[Image boundary labeling items]
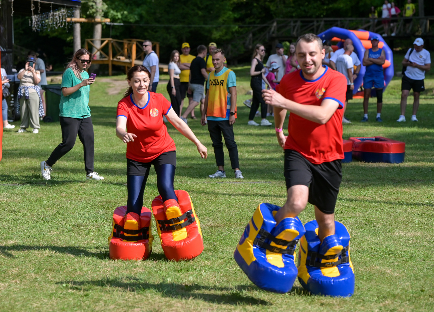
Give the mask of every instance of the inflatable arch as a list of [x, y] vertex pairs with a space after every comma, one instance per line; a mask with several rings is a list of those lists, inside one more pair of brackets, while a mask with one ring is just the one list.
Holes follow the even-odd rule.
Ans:
[[[339, 27], [332, 27], [322, 33], [318, 36], [322, 40], [330, 40], [332, 41], [338, 41], [338, 47], [339, 48], [343, 46], [343, 42], [346, 39], [349, 38], [352, 40], [354, 46], [354, 53], [357, 54], [360, 62], [363, 59], [365, 51], [367, 49], [372, 47], [370, 39], [376, 36], [380, 39], [378, 47], [384, 50], [386, 53], [386, 62], [383, 65], [384, 73], [385, 89], [387, 87], [390, 80], [393, 77], [393, 53], [392, 50], [384, 41], [383, 37], [378, 33], [370, 31], [359, 30], [352, 30]], [[363, 65], [360, 67], [359, 75], [354, 82], [354, 90], [353, 93], [357, 93], [357, 90], [363, 84], [363, 76], [366, 72], [366, 67]], [[363, 96], [363, 94], [362, 95]], [[372, 96], [374, 94], [372, 94]]]

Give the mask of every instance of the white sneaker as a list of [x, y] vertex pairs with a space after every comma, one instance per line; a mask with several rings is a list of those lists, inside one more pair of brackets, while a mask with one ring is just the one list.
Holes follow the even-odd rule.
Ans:
[[96, 181], [100, 181], [100, 180], [104, 180], [104, 177], [103, 176], [100, 176], [98, 174], [98, 173], [91, 172], [89, 174], [86, 175], [86, 179], [92, 179], [94, 180], [96, 180]]
[[261, 120], [261, 126], [271, 126], [273, 124], [266, 119]]
[[243, 176], [243, 175], [241, 173], [241, 171], [240, 170], [236, 170], [235, 171], [235, 179], [244, 179], [244, 177]]
[[51, 172], [53, 171], [52, 167], [45, 164], [45, 160], [41, 162], [41, 172], [44, 179], [46, 180], [51, 179]]
[[[240, 172], [241, 172], [241, 171], [240, 171]], [[214, 174], [210, 174], [208, 176], [210, 178], [226, 178], [226, 173], [224, 171], [220, 171], [220, 170], [218, 170]]]

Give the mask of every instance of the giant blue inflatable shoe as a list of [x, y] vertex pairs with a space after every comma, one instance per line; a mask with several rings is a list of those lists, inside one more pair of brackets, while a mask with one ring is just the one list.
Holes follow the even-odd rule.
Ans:
[[354, 271], [350, 259], [350, 235], [345, 226], [335, 221], [335, 235], [326, 236], [322, 243], [316, 220], [304, 226], [306, 233], [300, 240], [297, 265], [302, 286], [316, 295], [352, 295]]
[[295, 249], [304, 234], [298, 217], [276, 224], [279, 206], [261, 203], [246, 227], [233, 256], [244, 272], [260, 288], [275, 292], [290, 290], [297, 277]]

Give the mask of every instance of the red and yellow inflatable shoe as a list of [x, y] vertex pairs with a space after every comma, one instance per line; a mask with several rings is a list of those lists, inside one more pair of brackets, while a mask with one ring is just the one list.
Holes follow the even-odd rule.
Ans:
[[[142, 207], [139, 222], [135, 222], [137, 229], [134, 229], [124, 228], [124, 226], [134, 227], [134, 225], [132, 227], [131, 224], [128, 225], [124, 224], [126, 211], [127, 206], [121, 206], [113, 212], [113, 231], [112, 235], [108, 237], [110, 258], [122, 260], [146, 260], [151, 255], [154, 240], [154, 236], [151, 231], [152, 219], [151, 210], [146, 207]], [[132, 214], [138, 216], [137, 214]]]
[[152, 201], [154, 217], [164, 256], [178, 261], [192, 259], [204, 250], [202, 231], [190, 195], [185, 191], [175, 191], [178, 202], [164, 202], [161, 196]]

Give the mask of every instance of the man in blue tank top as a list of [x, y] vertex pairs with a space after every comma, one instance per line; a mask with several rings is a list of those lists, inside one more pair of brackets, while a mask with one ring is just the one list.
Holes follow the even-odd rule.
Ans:
[[362, 122], [368, 121], [368, 105], [371, 97], [371, 89], [375, 88], [377, 93], [377, 121], [381, 122], [381, 110], [383, 107], [383, 89], [384, 88], [384, 74], [383, 64], [386, 60], [386, 53], [378, 47], [379, 40], [374, 36], [371, 39], [372, 47], [365, 51], [362, 63], [366, 66], [363, 76], [363, 119]]

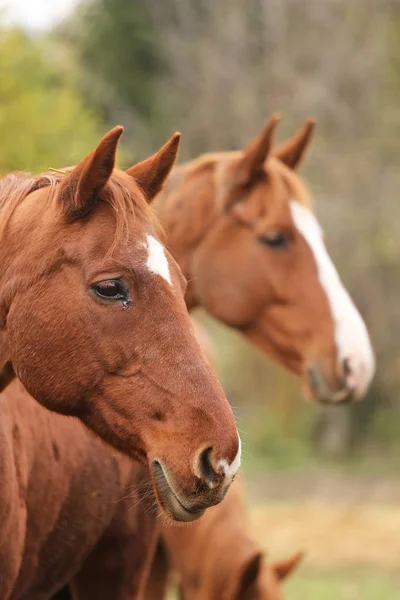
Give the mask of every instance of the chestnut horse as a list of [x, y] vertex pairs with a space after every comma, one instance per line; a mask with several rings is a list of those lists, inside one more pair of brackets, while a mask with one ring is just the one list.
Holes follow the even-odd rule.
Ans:
[[121, 133], [67, 171], [0, 181], [1, 600], [48, 598], [79, 569], [78, 596], [131, 598], [131, 459], [181, 521], [220, 502], [240, 462], [145, 198], [179, 135], [124, 173]]
[[296, 173], [314, 122], [274, 148], [277, 121], [242, 151], [174, 168], [154, 206], [189, 282], [189, 310], [240, 330], [315, 400], [361, 398], [375, 368], [369, 336]]
[[[274, 148], [277, 122], [272, 117], [241, 152], [206, 154], [176, 167], [154, 205], [168, 248], [189, 281], [189, 309], [202, 306], [240, 330], [300, 375], [315, 400], [362, 398], [375, 369], [367, 329], [327, 254], [311, 197], [295, 172], [314, 121], [308, 119]], [[230, 509], [234, 513], [234, 503]], [[198, 529], [201, 523], [189, 530], [194, 551]], [[170, 555], [177, 548], [174, 536], [181, 535], [162, 528]], [[218, 544], [214, 535], [212, 543]], [[159, 548], [158, 560], [161, 553]], [[160, 573], [158, 568], [150, 577]], [[154, 597], [152, 585], [146, 600]]]
[[240, 330], [317, 401], [361, 398], [375, 368], [367, 329], [295, 172], [314, 121], [274, 149], [277, 122], [243, 151], [176, 167], [154, 206], [189, 282], [189, 310]]
[[[269, 564], [248, 533], [237, 481], [225, 500], [192, 527], [164, 527], [146, 600], [164, 598], [168, 566], [178, 575], [181, 600], [281, 600], [280, 583], [303, 553]], [[165, 562], [168, 561], [168, 564]]]
[[[212, 340], [194, 325], [213, 364]], [[302, 556], [298, 552], [275, 565], [265, 562], [264, 552], [249, 532], [243, 488], [236, 481], [224, 501], [190, 528], [161, 526], [145, 600], [165, 598], [173, 580], [181, 600], [281, 600], [280, 583]]]

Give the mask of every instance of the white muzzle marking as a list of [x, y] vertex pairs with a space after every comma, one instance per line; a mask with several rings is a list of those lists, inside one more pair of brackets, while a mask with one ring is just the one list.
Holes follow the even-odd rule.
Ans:
[[225, 458], [222, 458], [220, 461], [218, 461], [218, 465], [217, 465], [217, 469], [221, 470], [225, 473], [225, 477], [228, 481], [231, 481], [234, 478], [234, 476], [236, 475], [236, 473], [240, 467], [240, 463], [242, 460], [242, 440], [240, 439], [239, 434], [238, 434], [238, 440], [239, 440], [239, 448], [238, 448], [237, 454], [236, 454], [235, 458], [233, 459], [233, 461], [231, 462], [231, 464], [229, 464]]
[[293, 222], [317, 264], [319, 282], [328, 298], [335, 325], [338, 360], [340, 365], [346, 361], [348, 367], [347, 386], [357, 397], [362, 397], [375, 373], [375, 357], [367, 328], [326, 250], [317, 219], [296, 200], [291, 200], [290, 210]]

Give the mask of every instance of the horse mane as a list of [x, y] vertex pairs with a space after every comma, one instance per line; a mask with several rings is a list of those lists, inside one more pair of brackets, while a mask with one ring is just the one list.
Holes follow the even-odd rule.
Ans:
[[[57, 194], [60, 182], [73, 169], [62, 171], [48, 171], [37, 176], [30, 173], [11, 173], [0, 179], [0, 217], [1, 226], [4, 227], [14, 210], [32, 192], [49, 188], [47, 201], [53, 201]], [[142, 213], [154, 227], [158, 235], [163, 231], [156, 216], [146, 201], [139, 185], [124, 171], [114, 169], [107, 185], [99, 194], [99, 202], [109, 204], [115, 214], [115, 239], [113, 247], [124, 237], [128, 231], [132, 217]]]
[[[201, 154], [198, 158], [192, 161], [179, 165], [177, 169], [184, 171], [185, 175], [191, 175], [194, 173], [200, 173], [202, 171], [213, 169], [216, 164], [224, 161], [231, 161], [238, 159], [242, 156], [240, 151], [227, 151], [227, 152], [208, 152]], [[312, 207], [312, 196], [307, 189], [307, 186], [303, 179], [297, 174], [296, 171], [290, 169], [281, 160], [275, 156], [269, 156], [264, 163], [264, 170], [267, 175], [272, 177], [279, 177], [285, 183], [289, 189], [291, 196], [306, 206], [307, 208]]]

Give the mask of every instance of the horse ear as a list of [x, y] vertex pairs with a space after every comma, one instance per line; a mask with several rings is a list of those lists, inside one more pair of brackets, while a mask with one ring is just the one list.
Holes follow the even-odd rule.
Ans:
[[123, 127], [111, 129], [62, 182], [60, 202], [68, 218], [82, 217], [95, 206], [97, 194], [105, 187], [113, 172], [123, 130]]
[[307, 119], [306, 122], [290, 140], [281, 144], [275, 151], [274, 156], [285, 163], [291, 169], [296, 169], [302, 162], [306, 150], [310, 144], [315, 127], [315, 119]]
[[273, 134], [280, 117], [273, 115], [255, 140], [243, 150], [243, 158], [236, 169], [238, 180], [245, 185], [263, 171], [265, 159], [271, 151]]
[[246, 597], [252, 585], [257, 581], [260, 575], [261, 565], [264, 555], [262, 552], [255, 552], [244, 563], [240, 571], [239, 581], [236, 586], [235, 600], [242, 600]]
[[148, 202], [163, 188], [178, 155], [180, 137], [180, 133], [174, 133], [153, 156], [126, 171], [140, 185]]
[[286, 579], [288, 575], [297, 567], [299, 562], [304, 558], [304, 552], [298, 552], [292, 558], [281, 561], [273, 565], [272, 569], [279, 581]]

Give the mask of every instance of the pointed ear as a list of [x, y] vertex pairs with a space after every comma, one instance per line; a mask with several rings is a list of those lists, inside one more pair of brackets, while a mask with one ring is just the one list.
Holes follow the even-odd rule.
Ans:
[[279, 581], [286, 579], [288, 575], [297, 567], [299, 562], [304, 558], [305, 552], [298, 552], [292, 558], [288, 558], [285, 561], [276, 563], [272, 566], [272, 569]]
[[264, 555], [262, 552], [255, 552], [244, 563], [239, 574], [239, 581], [236, 585], [235, 600], [242, 600], [251, 586], [257, 581], [260, 575], [261, 565]]
[[243, 158], [237, 167], [238, 182], [242, 185], [254, 181], [263, 172], [265, 159], [271, 151], [273, 134], [280, 117], [273, 115], [260, 135], [243, 150]]
[[178, 155], [180, 137], [180, 133], [174, 133], [153, 156], [126, 171], [140, 185], [148, 202], [151, 202], [163, 188]]
[[307, 119], [304, 125], [287, 142], [281, 144], [275, 151], [274, 156], [285, 163], [291, 169], [296, 169], [302, 162], [306, 150], [310, 144], [315, 127], [315, 119]]
[[105, 187], [113, 172], [123, 130], [123, 127], [111, 129], [62, 182], [60, 202], [69, 219], [85, 216], [95, 206], [97, 194]]

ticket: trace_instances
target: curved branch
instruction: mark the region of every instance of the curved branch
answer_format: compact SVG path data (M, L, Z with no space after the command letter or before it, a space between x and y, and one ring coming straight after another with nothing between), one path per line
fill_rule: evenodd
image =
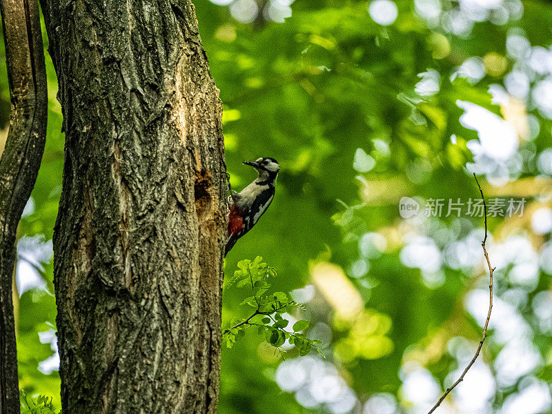
M483 199L483 210L485 215L485 237L481 241L481 247L483 248L483 255L485 256L485 259L487 261L487 266L489 266L489 313L487 313L487 319L485 319L485 324L483 326L483 335L481 337L481 340L479 342L479 346L477 346L477 350L475 351L475 355L473 355L471 361L470 361L469 364L468 364L468 366L464 368L460 377L454 384L446 388L446 391L441 396L441 398L440 398L439 401L435 403L435 405L434 405L433 408L429 411L428 414L431 414L431 413L435 411L437 409L437 407L441 405L441 403L443 402L443 400L446 398L446 396L451 393L451 391L452 391L460 382L464 381L464 377L466 375L468 371L469 371L469 369L471 368L471 366L473 365L473 363L475 362L475 359L477 359L477 357L481 352L481 348L483 346L483 342L485 342L485 338L487 337L487 328L489 327L489 321L491 319L491 311L493 310L493 273L495 271L496 268L493 268L491 266L491 261L489 259L489 254L487 253L487 250L485 247L485 242L487 241L487 206L486 204L485 204L485 197L483 195L483 190L481 189L481 186L479 185L479 181L477 181L477 177L475 176L475 172L473 173L473 177L475 179L475 182L477 184L477 187L479 187L479 192L481 193L481 198Z
M15 237L46 137L48 90L38 3L1 0L11 112L0 158L0 413L19 412L12 303Z

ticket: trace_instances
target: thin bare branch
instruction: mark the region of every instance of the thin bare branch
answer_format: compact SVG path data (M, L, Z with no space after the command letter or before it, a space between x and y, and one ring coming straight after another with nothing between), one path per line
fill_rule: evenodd
M468 371L469 371L469 369L471 368L471 366L473 365L474 362L475 362L475 359L477 359L477 357L481 352L481 348L483 346L483 343L485 342L485 338L487 337L487 327L489 326L489 321L491 319L491 311L493 309L493 273L495 271L495 268L493 268L492 266L491 266L491 261L489 259L489 254L487 253L487 250L485 247L485 243L487 241L487 206L486 204L485 204L485 197L483 195L483 190L481 189L481 186L479 184L477 177L475 176L475 172L473 173L473 177L475 179L475 182L477 184L477 187L479 187L479 192L481 193L481 198L483 199L483 210L485 215L485 237L481 241L481 246L483 248L483 254L485 256L485 259L486 260L487 266L489 266L489 313L487 313L487 318L485 319L485 324L483 326L483 335L481 337L481 340L479 342L479 346L477 346L477 350L475 351L475 355L473 355L471 361L470 361L469 364L468 364L468 366L464 368L460 377L454 384L446 388L446 391L439 399L439 401L435 403L435 405L434 405L433 407L429 411L428 414L431 414L431 413L435 411L437 408L441 405L441 403L443 402L443 400L446 398L446 396L451 393L451 391L452 391L460 382L464 381L464 377L466 375Z

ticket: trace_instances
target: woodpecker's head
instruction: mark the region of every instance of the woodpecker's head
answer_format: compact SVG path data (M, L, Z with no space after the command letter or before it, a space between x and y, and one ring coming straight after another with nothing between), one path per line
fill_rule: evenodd
M246 166L251 166L257 172L259 178L262 179L276 179L278 171L280 170L280 164L278 161L270 157L264 157L255 161L244 161Z

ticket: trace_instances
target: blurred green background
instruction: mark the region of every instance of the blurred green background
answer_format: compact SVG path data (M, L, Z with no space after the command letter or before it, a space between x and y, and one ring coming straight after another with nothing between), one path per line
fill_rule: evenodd
M487 242L495 307L480 359L438 412L550 413L552 4L194 3L233 187L254 178L243 160L282 166L274 202L225 272L262 256L277 290L305 303L291 317L311 321L326 355L288 346L284 361L248 333L223 350L219 413L426 413L471 359L487 311L482 218L468 210L480 197L473 172L502 207ZM16 311L21 386L59 408L51 239L63 136L46 59L48 135L20 226ZM417 215L401 217L403 197ZM511 200L523 210L508 210ZM246 316L243 298L225 290L225 327Z

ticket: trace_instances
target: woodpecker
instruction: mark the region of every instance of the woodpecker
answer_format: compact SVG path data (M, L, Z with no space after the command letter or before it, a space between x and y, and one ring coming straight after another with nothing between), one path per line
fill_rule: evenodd
M268 157L255 161L244 161L243 164L257 170L259 177L239 193L233 191L230 188L230 215L224 257L238 239L251 230L268 208L274 198L276 178L280 170L278 161Z

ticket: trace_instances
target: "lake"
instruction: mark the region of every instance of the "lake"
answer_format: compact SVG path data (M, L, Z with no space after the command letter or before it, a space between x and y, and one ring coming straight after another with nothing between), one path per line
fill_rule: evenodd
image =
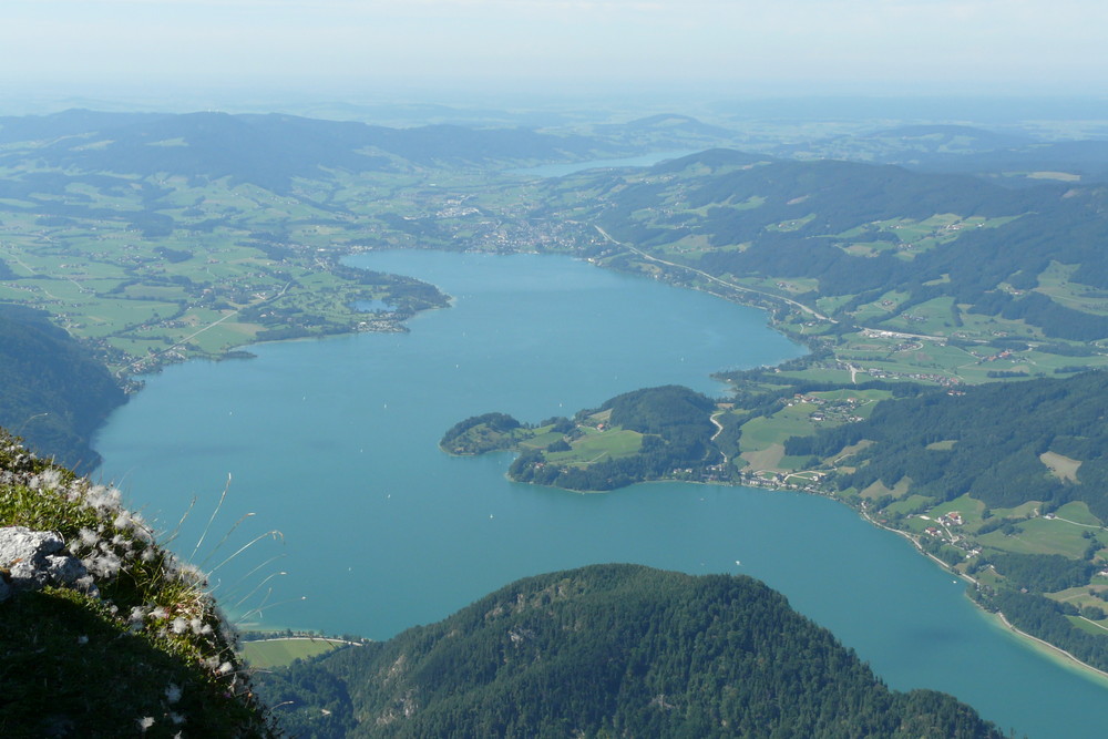
M747 574L893 688L952 692L1019 735L1104 735L1101 684L994 625L961 582L833 501L685 483L582 495L510 482L509 454L438 450L450 425L488 411L540 421L671 382L718 394L711 372L802 352L762 312L565 257L350 263L434 283L454 302L410 333L170 367L95 441L99 474L163 528L196 499L173 547L217 568L215 593L244 624L387 638L517 577L589 563Z

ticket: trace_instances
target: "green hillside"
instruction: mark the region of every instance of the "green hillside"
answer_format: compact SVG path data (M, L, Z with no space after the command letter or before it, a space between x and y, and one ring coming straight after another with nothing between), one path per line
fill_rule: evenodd
M34 451L92 470L92 433L125 400L96 357L47 314L0 305L0 425Z
M1002 736L950 696L890 690L755 579L633 565L513 583L259 690L295 737Z
M1096 186L715 150L543 199L536 216L595 227L577 254L770 308L838 369L974 383L1108 362Z

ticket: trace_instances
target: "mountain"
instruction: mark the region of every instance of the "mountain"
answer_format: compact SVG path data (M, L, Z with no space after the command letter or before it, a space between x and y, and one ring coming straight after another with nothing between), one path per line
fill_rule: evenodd
M1002 736L890 690L752 578L635 565L529 577L259 690L294 737Z
M93 432L126 397L83 345L44 312L0 304L0 425L60 463L92 470Z
M999 148L1034 143L1015 135L967 125L932 124L883 129L872 133L834 136L804 144L773 147L778 156L833 158L872 164L930 164Z
M1012 189L968 175L720 151L548 187L550 202L589 193L572 217L634 247L620 256L599 243L586 256L788 298L825 310L840 333L861 325L983 342L1108 337L1108 209L1098 187ZM931 316L927 331L910 328L920 311Z
M328 168L357 174L412 165L564 161L603 146L582 136L527 129L387 129L280 114L71 111L30 122L6 119L0 125L0 137L8 143L35 144L30 152L16 147L0 155L0 165L30 157L48 167L86 173L230 177L278 193L288 192L296 177L325 177Z

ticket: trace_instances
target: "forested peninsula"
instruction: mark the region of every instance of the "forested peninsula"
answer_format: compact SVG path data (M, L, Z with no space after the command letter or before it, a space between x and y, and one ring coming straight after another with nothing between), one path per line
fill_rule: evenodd
M596 565L259 676L298 737L999 738L951 696L899 692L742 576Z
M1019 392L837 387L780 368L730 379L721 400L667 386L573 419L474 417L441 447L511 449L513 480L583 492L686 480L834 497L965 577L986 609L1108 670L1108 373Z

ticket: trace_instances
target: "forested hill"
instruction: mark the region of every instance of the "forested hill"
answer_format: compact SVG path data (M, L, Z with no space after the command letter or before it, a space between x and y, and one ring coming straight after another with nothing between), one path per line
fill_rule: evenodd
M823 311L840 332L1108 337L1108 212L1092 186L1012 189L967 175L709 151L550 187L589 193L575 216L616 242ZM612 245L591 256L619 258Z
M44 165L70 174L228 177L232 184L287 194L296 178L328 179L334 171L397 174L428 166L565 162L628 155L659 145L708 146L731 135L693 119L675 129L670 119L609 125L581 135L445 124L392 129L276 113L66 111L0 117L0 143L7 144L0 166L31 161L37 170ZM40 187L49 179L41 172L37 177Z
M0 304L0 427L79 471L100 455L96 427L125 396L92 353L45 314Z
M260 682L294 737L1003 736L890 690L755 579L633 565L526 578Z
M1108 372L1087 372L885 401L864 421L790 439L786 453L833 456L865 440L842 486L909 480L913 493L938 500L968 494L992 509L1037 501L1044 514L1080 501L1108 521L1106 419ZM1061 458L1071 473L1051 471Z

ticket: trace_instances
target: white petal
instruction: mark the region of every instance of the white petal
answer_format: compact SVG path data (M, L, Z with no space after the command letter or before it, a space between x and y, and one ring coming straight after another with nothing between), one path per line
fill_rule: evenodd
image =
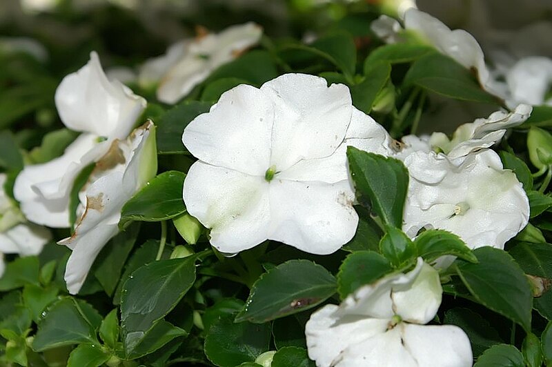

▶ _PROBLEM DETAILS_: Pick out each line in the rows that contains the word "white", and copy those lines.

▶ _RESULT OF THIS TASK_:
Give the mask of every instance of the white sneaker as a list of [x, y] vertex pairs with a space after every comma, one instance per line; a mask with several rings is a list of those lists, inside one more pair of brackets, while a mask with one ring is just the one list.
Give the mask of every instance of the white muzzle marking as a list of [x, y] vertex pairs with a space after every comma, one instance per line; a mask with several rings is a list of those lists, inside one more pair of brackets, while a mask with one ring is just the one list.
target: white petal
instruction: mark the region of every instance of the white petal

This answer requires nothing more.